Output the material word for word. Leave each picture out.

[INPUT]:
........
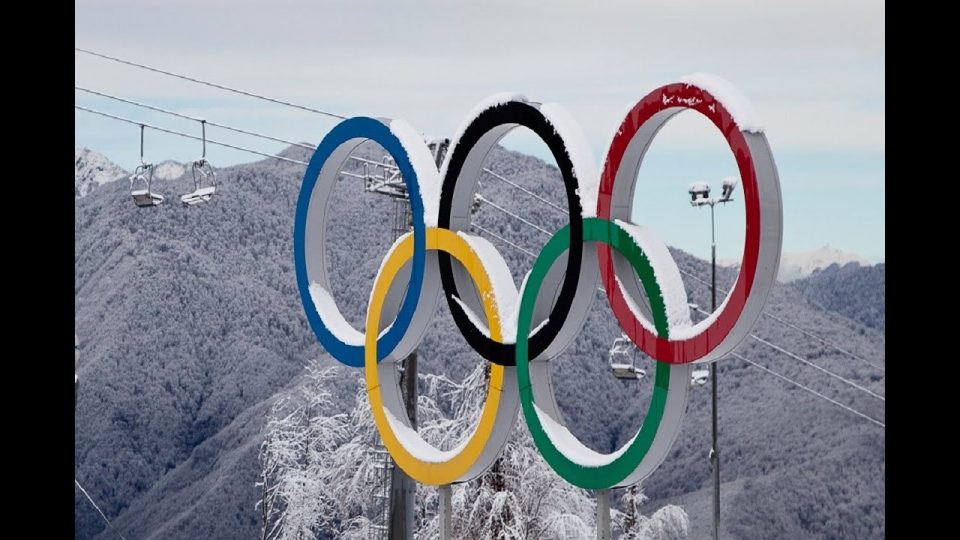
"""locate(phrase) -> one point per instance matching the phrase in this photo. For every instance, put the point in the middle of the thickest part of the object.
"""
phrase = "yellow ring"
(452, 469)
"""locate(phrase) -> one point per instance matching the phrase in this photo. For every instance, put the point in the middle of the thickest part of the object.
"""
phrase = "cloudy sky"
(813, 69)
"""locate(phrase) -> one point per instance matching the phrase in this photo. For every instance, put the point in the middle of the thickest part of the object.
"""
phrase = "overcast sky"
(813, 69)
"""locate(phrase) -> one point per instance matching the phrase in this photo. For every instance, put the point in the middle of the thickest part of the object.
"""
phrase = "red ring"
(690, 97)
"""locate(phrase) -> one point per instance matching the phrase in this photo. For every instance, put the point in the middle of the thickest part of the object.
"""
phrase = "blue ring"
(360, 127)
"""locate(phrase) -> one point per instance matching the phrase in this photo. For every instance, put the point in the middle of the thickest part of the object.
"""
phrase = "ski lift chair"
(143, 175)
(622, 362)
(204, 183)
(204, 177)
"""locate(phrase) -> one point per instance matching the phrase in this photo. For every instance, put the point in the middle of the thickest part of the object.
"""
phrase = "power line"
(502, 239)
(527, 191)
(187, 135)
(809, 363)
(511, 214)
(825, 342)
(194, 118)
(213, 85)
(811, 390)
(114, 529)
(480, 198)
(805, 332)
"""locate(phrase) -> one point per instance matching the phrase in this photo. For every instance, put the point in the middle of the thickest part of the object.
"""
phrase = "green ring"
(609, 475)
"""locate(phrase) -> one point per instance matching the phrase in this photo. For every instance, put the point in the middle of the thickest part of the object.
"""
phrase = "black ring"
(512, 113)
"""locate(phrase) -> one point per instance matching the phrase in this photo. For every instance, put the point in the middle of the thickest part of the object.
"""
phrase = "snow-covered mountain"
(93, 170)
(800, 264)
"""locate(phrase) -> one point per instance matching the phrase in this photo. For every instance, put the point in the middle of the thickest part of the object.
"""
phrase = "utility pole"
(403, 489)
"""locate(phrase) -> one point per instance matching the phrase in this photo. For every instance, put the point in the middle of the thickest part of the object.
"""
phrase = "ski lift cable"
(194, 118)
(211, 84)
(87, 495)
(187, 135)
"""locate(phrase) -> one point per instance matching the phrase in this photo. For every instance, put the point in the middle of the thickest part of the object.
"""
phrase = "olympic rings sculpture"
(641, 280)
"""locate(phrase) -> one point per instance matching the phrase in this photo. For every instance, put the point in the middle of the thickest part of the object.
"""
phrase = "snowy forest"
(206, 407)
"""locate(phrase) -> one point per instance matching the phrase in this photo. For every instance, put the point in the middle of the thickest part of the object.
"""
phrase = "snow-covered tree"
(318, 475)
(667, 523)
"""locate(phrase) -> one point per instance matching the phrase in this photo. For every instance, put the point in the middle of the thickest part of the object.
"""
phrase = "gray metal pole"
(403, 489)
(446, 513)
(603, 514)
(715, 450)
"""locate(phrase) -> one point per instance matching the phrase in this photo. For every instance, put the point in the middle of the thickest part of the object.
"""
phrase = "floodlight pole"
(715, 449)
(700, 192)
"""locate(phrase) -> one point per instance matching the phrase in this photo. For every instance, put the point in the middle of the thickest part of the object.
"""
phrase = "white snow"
........
[RESPONSE FOR THIS EXERCISE]:
"""locate(phrase) -> one point per instance matching the phrase in this photo. For every instance, put the point in the middle of the thickest part of the object.
"""
phrase = "yellow ring"
(452, 469)
"""locate(phrase) -> one point per instance matching the phrase in this photo. For every instance, put the point in the middle of the thickest part of the object.
"""
phrase = "cloudy sky"
(813, 69)
"""locate(phrase) -> one point per instance matching the phrase in this photo. For every instance, put the point in the middle of the thickest part of the object.
"""
phrase = "overcast sky"
(813, 69)
"""locate(phrase) -> one point per instance matching the phrase in this photo. For every instance, put the point in the middle of the thickest part of the object.
"""
phrase = "red ring"
(690, 97)
"""locate(phrase) -> one point per instance matching the phrase in this photo. For every instance, put the point in the middle of the thickest part of the object.
"""
phrase = "blue ring"
(360, 127)
"""locate(phrase) -> one point per instance matching the phrase in this photo. For every instance, put the point in the middle of the thickest part of the object.
"""
phrase = "ski lift chair"
(143, 175)
(622, 362)
(204, 183)
(204, 177)
"""locate(phrase) -> one point per instance matching the phrase in this photo. For every instance, put the point in the middle of the thickest part of the object.
"""
phrase = "power line"
(502, 239)
(527, 191)
(187, 135)
(809, 363)
(511, 214)
(825, 342)
(194, 118)
(213, 85)
(811, 390)
(114, 529)
(480, 198)
(805, 332)
"""locate(phrase) -> one point per instance matching the phrase in this photo. For every instance, put the point in the middle of the thickest part of the object.
"""
phrase = "green ring"
(609, 475)
"""locate(phrase) -> one point per instance matching the phrase in this photo. For every instance, put the point in the middle of the thickest part of the object.
"""
phrase = "black ring"
(512, 113)
"""locate(phrase) -> one point per instance matching the phrase in this photo. For every instance, put the point in the middle of the thickest part of the object.
"""
phrase = "snow-covered mountain"
(93, 170)
(800, 264)
"""locate(phrase) -> one point per instance matching the phrase in this photo. For every instance, put the point in the middle of the thickest part of the object.
"""
phrase = "utility pole"
(403, 489)
"""locate(phrase) -> one point per instance matching the phrase in this photo. For every instance, put the point in the middle of the thickest part of the object.
"""
phrase = "ski lift cable"
(194, 118)
(211, 84)
(87, 495)
(187, 135)
"""locate(phrase) -> one point per instance matching the phrase in this photo. For every instance, put the point in the middle of the thickest part of the object.
"""
phrase = "olympic rings sculpture"
(641, 280)
"""locate(phrase) -> one point per instance matching the phrase in this photo. For every instance, put the point in the middle of the thickest part of the object.
"""
phrase = "snowy forest"
(206, 407)
"""locate(phrase) -> one point per instance matching the phrase in this photo. For every instance, put the point in the middle of the thickest part of the object.
"""
phrase = "snow-covered tree"
(318, 475)
(667, 523)
"""locate(phrase) -> one point per instance matching the phrase in this photo. For every instance, put the point in the middle of the thickest part of the object.
"""
phrase = "gray metal pole"
(403, 489)
(446, 513)
(603, 514)
(715, 450)
"""locate(phrase) -> one point per instance matching the phrase in this photo. For every instance, put the point in the middle of the thickest part of the object.
"""
phrase = "floodlight pole"
(715, 449)
(700, 192)
"""locate(phrase) -> one point per instance matching the phrase in this photo. For every instance, put the point in the middle of the thickest part of the object.
"""
phrase = "white snow"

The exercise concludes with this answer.